» Stated problem
Rewrite everything from the row containing "Detect forewing. Return" down to the row containing "xmin=271 ymin=84 xmax=375 ymax=178", both ends included, leaving the request row as is and shifting every bounding-box coordinate in the answer rows up by 113.

— Start of Data listing —

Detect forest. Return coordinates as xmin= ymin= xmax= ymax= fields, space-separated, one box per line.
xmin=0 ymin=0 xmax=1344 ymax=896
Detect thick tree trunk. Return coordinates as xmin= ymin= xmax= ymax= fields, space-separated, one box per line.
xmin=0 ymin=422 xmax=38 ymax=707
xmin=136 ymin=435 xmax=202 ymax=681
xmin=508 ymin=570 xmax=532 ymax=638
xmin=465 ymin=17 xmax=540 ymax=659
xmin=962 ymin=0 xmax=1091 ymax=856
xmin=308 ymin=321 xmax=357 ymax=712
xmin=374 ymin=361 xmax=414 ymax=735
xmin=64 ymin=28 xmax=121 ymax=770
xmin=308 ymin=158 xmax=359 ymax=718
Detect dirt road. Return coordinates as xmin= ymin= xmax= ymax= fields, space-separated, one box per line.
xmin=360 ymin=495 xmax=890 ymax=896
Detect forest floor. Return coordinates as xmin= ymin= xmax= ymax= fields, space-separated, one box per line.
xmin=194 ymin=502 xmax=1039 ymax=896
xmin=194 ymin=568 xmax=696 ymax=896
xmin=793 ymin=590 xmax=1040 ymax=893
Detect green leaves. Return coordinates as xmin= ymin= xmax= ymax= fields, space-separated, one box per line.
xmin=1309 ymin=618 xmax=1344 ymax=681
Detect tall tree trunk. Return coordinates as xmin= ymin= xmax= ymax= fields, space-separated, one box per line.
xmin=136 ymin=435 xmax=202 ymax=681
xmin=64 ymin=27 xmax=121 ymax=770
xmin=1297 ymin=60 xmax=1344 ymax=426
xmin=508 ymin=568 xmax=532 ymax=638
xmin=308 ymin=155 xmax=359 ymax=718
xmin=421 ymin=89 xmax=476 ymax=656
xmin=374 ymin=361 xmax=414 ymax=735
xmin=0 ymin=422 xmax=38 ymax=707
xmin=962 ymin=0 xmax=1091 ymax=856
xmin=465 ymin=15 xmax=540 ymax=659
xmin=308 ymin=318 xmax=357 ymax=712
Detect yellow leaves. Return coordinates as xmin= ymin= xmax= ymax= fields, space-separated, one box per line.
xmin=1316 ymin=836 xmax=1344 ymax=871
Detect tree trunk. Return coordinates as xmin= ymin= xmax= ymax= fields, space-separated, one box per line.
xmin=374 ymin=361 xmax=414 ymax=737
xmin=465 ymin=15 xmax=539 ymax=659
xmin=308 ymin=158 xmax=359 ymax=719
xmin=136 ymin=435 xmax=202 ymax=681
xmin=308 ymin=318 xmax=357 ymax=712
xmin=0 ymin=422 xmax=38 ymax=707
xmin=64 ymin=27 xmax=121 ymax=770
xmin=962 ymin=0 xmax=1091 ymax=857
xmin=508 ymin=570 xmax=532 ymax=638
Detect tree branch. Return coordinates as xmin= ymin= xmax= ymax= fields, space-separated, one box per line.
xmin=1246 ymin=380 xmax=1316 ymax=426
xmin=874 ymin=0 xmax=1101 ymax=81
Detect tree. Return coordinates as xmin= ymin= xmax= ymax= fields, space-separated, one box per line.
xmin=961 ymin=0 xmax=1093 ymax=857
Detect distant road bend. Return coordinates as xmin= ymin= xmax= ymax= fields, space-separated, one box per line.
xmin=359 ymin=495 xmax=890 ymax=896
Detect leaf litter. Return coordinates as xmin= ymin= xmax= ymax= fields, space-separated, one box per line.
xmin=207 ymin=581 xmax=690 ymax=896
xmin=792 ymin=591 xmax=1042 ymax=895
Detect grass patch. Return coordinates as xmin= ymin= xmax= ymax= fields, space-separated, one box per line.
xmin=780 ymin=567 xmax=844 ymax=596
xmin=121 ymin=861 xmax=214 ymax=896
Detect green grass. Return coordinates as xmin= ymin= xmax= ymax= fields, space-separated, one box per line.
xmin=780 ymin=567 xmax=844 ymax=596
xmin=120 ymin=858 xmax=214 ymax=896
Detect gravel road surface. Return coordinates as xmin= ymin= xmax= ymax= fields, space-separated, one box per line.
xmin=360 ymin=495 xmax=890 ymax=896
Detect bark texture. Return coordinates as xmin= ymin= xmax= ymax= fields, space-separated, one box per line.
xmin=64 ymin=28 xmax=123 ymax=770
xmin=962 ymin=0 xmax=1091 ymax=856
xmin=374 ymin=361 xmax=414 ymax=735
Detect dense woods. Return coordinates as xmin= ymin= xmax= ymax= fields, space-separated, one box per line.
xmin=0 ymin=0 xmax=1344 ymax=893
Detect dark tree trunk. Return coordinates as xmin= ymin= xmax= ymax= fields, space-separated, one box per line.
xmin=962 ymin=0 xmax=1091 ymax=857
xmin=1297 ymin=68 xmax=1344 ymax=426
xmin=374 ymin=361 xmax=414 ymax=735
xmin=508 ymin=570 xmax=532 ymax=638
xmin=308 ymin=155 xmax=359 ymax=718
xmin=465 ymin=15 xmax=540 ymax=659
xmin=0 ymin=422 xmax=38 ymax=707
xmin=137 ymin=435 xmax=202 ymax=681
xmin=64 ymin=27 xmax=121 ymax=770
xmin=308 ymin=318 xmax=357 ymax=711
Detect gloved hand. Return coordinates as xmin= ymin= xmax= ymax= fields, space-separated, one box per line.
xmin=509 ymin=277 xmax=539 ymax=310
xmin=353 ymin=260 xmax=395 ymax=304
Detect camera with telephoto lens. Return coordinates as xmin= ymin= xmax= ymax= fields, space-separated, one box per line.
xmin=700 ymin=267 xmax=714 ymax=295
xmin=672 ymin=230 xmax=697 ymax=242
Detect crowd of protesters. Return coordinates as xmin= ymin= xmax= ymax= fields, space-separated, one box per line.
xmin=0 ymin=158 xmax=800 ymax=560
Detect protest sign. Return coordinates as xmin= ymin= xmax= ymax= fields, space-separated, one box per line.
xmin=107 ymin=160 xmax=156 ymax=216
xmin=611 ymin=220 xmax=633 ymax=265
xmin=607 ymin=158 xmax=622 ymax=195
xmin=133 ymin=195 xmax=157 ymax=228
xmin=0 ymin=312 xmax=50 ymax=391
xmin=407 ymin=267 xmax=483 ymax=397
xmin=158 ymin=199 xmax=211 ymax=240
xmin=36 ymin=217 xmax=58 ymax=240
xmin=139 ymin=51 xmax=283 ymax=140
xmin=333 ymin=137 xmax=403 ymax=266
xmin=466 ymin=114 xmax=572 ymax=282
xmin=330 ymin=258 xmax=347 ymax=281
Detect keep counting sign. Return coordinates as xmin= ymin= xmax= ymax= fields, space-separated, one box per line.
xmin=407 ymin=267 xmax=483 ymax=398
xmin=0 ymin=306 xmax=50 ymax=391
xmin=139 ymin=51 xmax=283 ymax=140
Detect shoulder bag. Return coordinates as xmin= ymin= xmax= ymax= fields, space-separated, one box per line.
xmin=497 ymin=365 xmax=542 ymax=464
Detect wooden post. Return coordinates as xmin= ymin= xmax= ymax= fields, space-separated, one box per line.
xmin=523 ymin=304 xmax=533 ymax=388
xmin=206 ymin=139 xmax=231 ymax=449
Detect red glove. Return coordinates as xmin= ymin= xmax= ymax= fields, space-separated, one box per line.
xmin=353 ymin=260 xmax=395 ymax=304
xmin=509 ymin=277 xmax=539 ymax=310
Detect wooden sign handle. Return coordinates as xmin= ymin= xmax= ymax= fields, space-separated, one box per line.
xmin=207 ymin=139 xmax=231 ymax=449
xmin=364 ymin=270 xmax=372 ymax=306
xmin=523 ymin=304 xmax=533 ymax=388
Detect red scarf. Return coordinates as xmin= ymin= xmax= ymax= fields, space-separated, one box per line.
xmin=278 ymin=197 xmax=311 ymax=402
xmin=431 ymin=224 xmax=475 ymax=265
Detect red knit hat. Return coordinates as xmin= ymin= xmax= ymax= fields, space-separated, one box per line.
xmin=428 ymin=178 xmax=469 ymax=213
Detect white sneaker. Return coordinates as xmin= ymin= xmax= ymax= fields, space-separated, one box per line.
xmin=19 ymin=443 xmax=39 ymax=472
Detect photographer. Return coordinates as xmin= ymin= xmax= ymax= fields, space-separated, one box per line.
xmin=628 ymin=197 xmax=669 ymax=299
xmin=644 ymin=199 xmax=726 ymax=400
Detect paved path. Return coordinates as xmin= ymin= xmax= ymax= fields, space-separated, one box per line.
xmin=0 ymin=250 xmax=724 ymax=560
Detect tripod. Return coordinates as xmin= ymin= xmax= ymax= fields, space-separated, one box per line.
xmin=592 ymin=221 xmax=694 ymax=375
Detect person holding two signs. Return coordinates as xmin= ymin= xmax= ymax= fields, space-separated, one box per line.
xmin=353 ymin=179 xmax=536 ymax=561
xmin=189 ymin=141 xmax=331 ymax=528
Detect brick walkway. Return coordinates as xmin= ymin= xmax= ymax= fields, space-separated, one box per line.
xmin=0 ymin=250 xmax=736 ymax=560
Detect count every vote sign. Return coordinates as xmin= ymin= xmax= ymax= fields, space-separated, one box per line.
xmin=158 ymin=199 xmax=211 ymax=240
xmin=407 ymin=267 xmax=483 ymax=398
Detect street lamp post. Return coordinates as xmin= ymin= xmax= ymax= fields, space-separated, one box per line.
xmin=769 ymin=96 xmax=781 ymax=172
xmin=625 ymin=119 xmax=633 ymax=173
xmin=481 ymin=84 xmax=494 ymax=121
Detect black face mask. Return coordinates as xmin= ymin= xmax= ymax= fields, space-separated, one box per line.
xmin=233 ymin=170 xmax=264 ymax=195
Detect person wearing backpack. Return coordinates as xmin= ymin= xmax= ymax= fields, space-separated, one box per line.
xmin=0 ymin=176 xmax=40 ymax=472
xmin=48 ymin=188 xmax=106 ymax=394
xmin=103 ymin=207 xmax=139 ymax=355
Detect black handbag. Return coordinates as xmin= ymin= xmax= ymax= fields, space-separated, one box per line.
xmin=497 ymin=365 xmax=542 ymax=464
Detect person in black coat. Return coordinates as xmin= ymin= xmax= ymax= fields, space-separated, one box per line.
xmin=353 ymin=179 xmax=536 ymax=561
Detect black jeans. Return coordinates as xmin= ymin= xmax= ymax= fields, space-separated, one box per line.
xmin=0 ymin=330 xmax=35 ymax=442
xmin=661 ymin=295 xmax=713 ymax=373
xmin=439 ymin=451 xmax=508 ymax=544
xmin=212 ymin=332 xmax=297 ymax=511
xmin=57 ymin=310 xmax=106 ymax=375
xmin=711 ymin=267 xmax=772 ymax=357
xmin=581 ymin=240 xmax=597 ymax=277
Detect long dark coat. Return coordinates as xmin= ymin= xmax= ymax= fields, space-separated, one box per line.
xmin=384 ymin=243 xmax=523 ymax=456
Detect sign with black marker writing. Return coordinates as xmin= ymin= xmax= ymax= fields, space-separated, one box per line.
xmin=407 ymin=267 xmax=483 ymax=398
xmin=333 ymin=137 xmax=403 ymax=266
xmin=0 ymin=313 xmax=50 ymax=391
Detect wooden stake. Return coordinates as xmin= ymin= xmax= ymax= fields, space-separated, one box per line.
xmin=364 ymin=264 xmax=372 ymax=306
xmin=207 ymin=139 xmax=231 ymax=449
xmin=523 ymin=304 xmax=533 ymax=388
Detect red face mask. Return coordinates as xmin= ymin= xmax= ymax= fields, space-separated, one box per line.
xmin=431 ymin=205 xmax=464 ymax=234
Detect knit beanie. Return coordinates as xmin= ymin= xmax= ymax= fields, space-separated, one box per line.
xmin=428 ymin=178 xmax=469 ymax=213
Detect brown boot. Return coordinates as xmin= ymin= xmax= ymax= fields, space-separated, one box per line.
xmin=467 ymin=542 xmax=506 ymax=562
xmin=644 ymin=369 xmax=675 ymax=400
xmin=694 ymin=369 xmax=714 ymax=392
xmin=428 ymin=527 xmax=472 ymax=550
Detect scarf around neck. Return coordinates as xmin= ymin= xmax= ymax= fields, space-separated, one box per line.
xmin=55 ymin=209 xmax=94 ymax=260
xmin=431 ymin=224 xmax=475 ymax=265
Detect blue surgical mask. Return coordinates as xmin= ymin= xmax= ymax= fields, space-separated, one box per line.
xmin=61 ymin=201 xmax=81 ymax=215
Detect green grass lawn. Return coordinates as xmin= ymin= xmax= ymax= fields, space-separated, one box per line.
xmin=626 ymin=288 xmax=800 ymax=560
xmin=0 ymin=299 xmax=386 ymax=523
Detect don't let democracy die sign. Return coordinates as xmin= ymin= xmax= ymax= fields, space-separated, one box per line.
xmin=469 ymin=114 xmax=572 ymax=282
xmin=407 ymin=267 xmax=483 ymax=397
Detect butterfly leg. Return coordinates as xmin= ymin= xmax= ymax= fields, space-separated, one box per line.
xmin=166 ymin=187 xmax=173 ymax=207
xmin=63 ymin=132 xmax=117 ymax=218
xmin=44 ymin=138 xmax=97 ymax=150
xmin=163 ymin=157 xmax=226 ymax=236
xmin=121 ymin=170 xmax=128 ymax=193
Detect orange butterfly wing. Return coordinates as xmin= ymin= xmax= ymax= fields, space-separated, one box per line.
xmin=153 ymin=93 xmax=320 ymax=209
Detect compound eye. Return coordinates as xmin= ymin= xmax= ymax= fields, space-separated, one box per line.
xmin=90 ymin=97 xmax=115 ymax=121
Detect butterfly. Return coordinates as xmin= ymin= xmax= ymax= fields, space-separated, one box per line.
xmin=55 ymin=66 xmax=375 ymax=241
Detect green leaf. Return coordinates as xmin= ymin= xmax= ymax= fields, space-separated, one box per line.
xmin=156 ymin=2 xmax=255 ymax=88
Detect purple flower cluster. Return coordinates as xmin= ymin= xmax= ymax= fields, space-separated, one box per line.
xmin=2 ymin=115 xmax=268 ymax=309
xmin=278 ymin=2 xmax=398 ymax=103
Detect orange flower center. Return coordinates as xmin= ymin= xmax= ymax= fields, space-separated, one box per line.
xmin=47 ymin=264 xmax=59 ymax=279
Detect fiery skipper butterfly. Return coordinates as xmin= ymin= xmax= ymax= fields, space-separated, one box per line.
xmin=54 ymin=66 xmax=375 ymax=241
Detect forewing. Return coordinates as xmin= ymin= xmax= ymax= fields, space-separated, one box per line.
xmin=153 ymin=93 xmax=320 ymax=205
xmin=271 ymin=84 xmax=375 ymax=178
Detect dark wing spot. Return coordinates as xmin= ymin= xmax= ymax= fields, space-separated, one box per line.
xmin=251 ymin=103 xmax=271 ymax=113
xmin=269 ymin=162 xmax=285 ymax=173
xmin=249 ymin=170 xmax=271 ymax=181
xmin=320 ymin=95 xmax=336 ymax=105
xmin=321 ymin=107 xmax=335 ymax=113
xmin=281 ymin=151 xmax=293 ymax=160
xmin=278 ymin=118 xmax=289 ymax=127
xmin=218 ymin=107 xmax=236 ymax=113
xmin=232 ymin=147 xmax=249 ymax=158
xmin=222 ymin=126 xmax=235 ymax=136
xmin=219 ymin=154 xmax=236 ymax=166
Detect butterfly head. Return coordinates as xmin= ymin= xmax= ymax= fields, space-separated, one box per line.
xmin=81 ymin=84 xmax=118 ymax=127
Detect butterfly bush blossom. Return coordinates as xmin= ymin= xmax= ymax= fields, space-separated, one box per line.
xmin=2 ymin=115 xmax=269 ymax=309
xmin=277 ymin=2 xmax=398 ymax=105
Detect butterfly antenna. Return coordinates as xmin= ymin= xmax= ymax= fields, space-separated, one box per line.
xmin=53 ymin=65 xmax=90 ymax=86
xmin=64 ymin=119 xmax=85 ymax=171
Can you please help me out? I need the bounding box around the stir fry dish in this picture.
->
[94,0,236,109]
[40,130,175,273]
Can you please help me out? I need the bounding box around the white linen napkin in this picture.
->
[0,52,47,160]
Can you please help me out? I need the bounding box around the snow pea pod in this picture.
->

— End of Data listing —

» Full solution
Detect forewing. Return coordinates as xmin= ymin= xmax= ymax= fields, space-separated, one box per line.
xmin=266 ymin=206 xmax=433 ymax=318
xmin=384 ymin=197 xmax=488 ymax=291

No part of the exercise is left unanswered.